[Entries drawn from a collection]
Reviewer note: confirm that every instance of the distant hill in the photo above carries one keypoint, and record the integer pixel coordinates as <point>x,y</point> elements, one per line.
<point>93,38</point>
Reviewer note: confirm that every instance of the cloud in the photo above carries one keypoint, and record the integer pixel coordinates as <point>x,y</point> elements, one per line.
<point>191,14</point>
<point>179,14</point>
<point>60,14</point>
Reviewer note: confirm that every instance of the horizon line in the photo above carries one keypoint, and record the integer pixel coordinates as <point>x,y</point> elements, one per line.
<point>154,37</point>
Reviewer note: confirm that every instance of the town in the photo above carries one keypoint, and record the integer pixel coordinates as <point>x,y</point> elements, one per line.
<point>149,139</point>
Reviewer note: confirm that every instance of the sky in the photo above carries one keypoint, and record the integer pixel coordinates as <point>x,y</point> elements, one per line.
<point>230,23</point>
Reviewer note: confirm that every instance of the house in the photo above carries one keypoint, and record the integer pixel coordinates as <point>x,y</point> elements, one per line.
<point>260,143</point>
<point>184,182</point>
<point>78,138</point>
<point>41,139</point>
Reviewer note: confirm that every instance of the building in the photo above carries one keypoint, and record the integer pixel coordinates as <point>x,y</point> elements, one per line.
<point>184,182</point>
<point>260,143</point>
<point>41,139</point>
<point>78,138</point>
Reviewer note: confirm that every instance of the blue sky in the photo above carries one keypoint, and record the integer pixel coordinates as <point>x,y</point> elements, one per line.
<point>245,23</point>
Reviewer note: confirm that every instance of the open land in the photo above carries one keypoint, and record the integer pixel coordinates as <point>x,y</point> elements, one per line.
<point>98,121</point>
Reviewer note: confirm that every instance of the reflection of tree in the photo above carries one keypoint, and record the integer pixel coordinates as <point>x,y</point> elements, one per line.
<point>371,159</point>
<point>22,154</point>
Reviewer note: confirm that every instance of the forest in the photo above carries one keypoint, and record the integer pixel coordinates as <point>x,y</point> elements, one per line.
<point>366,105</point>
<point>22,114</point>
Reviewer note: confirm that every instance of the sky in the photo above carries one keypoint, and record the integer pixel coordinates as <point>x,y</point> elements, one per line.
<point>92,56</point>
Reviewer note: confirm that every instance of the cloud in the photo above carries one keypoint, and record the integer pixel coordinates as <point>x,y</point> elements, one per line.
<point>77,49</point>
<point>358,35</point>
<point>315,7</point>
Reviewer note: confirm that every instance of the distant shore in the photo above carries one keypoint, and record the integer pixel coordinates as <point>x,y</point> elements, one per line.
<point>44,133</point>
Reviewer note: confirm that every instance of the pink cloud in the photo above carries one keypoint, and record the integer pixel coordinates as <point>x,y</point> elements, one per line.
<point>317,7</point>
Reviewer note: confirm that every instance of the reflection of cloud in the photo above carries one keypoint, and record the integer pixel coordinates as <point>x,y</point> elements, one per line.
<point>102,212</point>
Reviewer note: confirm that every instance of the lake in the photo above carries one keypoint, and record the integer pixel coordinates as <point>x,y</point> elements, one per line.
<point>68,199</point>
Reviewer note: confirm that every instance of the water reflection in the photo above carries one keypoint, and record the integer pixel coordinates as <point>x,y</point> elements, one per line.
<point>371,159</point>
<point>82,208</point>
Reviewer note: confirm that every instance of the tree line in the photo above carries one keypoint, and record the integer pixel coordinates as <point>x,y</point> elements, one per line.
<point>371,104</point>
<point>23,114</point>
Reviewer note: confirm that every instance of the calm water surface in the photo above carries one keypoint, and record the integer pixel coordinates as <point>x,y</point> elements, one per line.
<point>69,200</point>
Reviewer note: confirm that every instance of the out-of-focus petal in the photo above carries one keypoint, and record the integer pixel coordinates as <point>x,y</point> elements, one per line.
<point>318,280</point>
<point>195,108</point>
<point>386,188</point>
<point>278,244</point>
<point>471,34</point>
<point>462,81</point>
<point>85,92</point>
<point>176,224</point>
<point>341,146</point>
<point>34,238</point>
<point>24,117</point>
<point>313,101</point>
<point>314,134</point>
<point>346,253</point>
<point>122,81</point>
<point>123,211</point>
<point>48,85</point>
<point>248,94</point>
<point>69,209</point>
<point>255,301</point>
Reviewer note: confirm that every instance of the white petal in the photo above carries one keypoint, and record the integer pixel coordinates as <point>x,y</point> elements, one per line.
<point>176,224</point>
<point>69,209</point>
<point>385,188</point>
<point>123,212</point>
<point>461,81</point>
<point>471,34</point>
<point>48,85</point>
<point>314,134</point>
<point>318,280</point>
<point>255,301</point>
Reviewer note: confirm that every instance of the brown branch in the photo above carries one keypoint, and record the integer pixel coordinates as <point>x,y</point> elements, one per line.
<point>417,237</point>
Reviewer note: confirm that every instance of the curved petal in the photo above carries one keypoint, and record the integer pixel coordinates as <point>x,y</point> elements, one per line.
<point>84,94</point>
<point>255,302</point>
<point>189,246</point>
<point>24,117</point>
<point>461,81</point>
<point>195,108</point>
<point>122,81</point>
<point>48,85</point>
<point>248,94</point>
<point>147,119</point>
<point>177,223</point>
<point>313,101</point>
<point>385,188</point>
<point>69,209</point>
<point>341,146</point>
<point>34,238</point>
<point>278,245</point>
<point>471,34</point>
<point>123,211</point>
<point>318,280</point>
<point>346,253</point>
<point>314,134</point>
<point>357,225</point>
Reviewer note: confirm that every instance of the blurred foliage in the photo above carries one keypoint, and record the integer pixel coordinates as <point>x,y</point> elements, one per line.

## Instructions for the task
Can you retype all of the items above character for character, keeping each line as it appears?

## Solution to the exercise
Reviewer note: confirm that every instance of the distant hill in the photo above carries one keypoint, and record the integer pixel coordinates as <point>x,y</point> elements, one per line.
<point>93,38</point>
Reviewer note: confirm that every instance of the cloud in the photo above carries one keypoint, and record the integer pixel coordinates as <point>x,y</point> elements, one per line.
<point>191,14</point>
<point>179,14</point>
<point>60,14</point>
Reviewer note: confirm that every instance of the horizon line in the photo above carries one keypoint, and record the integer pixel coordinates as <point>x,y</point> elements, one per line.
<point>154,37</point>
Reviewer note: confirm that every instance of the town in the photo above carries one keypoint, and record the integer pixel coordinates as <point>x,y</point> elements, one per line.
<point>149,139</point>
Reviewer note: confirm that every instance of the sky in the photo above carries one keypoint, and record the integer pixel coordinates as <point>x,y</point> elements, one per line.
<point>230,23</point>
Reviewer note: confirm that every instance of the house in the photo above carries one keypoint, and record the integer pixel coordinates as <point>x,y</point> elements, one per line.
<point>260,143</point>
<point>184,182</point>
<point>78,138</point>
<point>41,139</point>
Reviewer note: confirm that every instance of the building in the photo above carries one keypoint, and record the integer pixel coordinates as <point>x,y</point> elements, one per line.
<point>184,182</point>
<point>260,143</point>
<point>41,139</point>
<point>78,138</point>
Reviewer note: confirm that every instance of the blue sky in the photo above carries one keypoint, and record the integer pixel coordinates as <point>x,y</point> elements, one per line.
<point>245,23</point>
Reviewer note: confirm that every instance of the open land in the photo above carries one keypoint, and record the integer pixel coordinates as <point>x,y</point> elements, one per line.
<point>98,121</point>
Reviewer note: confirm that every instance of the reflection of tree in the photo above carries one keypoint, and record the integer pixel coordinates as <point>x,y</point> elements, one per line.
<point>371,159</point>
<point>22,154</point>
Reviewer note: confirm that every instance of the forest in the photo above carries one keypoint, and record the integer pixel coordinates as <point>x,y</point> elements, one per line.
<point>366,105</point>
<point>22,114</point>
Reviewer note: confirm that every instance of the sky in the photo above carries one keypoint, and record the integer pixel coordinates as <point>x,y</point> elements, one per line.
<point>92,56</point>
Reviewer note: confirm that every instance of the cloud in the photo above carries one keypoint, and record the integer pixel coordinates as <point>x,y</point> elements, one per line.
<point>77,49</point>
<point>358,35</point>
<point>315,7</point>
Reviewer note: confirm that every instance of the distant shore in the photo above carries one keypoint, and record the integer pixel coordinates as <point>x,y</point> elements, one per line.
<point>44,133</point>
Reviewer note: confirm that every instance of the pink cloud in the photo above carries one keypoint, and record the integer pixel coordinates as <point>x,y</point> elements, one per line.
<point>317,7</point>
Reviewer note: confirm that every instance of the reflection of cloud in the photo above carries one keypoint, and record the integer pixel coordinates as <point>x,y</point> elements, one per line.
<point>102,212</point>
Reviewer note: confirm that every instance of the lake in the photo above carries one keypoint, and record the integer pixel coordinates as <point>x,y</point> elements, one per line.
<point>68,199</point>
Reviewer note: confirm that every instance of the water reflection in the photo above carries one keypoint, and record the integer pixel coordinates as <point>x,y</point> elements, one per line.
<point>371,159</point>
<point>82,208</point>
Reviewer note: confirm that every instance of the tree line in the photo above carries one keypoint, and record the integer pixel coordinates as <point>x,y</point> elements, one per line.
<point>371,104</point>
<point>23,114</point>
Reviewer note: confirm that every instance of the calm water surface in the photo above carries one keypoint, and record the integer pixel coordinates as <point>x,y</point> elements, one per line.
<point>69,200</point>
Reviewer note: confirm that every instance of the out-of-focus petal in the photo above carries one keypoint, and record the integer pixel coordinates as <point>x,y</point> elements, one per line.
<point>318,280</point>
<point>195,108</point>
<point>386,188</point>
<point>278,244</point>
<point>471,34</point>
<point>462,81</point>
<point>85,92</point>
<point>176,224</point>
<point>341,146</point>
<point>34,238</point>
<point>24,117</point>
<point>313,101</point>
<point>314,134</point>
<point>346,253</point>
<point>122,81</point>
<point>123,211</point>
<point>48,85</point>
<point>248,94</point>
<point>69,209</point>
<point>255,301</point>
Reviewer note: confirm that every instance of the white petal in the photo above carries one keypoint, and record the integer pixel coordinates as <point>x,y</point> elements, one per line.
<point>176,224</point>
<point>69,209</point>
<point>385,188</point>
<point>123,212</point>
<point>461,81</point>
<point>471,34</point>
<point>48,85</point>
<point>314,134</point>
<point>318,280</point>
<point>255,301</point>
Reviewer note: confirm that every instance of the brown branch in the photo above carries one keypoint, and record the integer pixel coordinates as <point>x,y</point> elements, one per line.
<point>417,237</point>
Reviewer note: confirm that every instance of the curved petal in the photo above carries one keypoint, and record the integer pixel coordinates as <point>x,y</point> elements, one per line.
<point>84,94</point>
<point>255,302</point>
<point>189,246</point>
<point>24,117</point>
<point>461,81</point>
<point>195,108</point>
<point>122,81</point>
<point>48,85</point>
<point>248,94</point>
<point>147,119</point>
<point>177,223</point>
<point>313,101</point>
<point>385,188</point>
<point>69,209</point>
<point>341,146</point>
<point>34,238</point>
<point>278,245</point>
<point>471,34</point>
<point>123,211</point>
<point>318,280</point>
<point>346,253</point>
<point>314,134</point>
<point>357,225</point>
Reviewer note: confirm that every instance of the blurred foliage in the photo above carries one keypoint, and record the integer pixel coordinates as <point>x,y</point> elements, one per line.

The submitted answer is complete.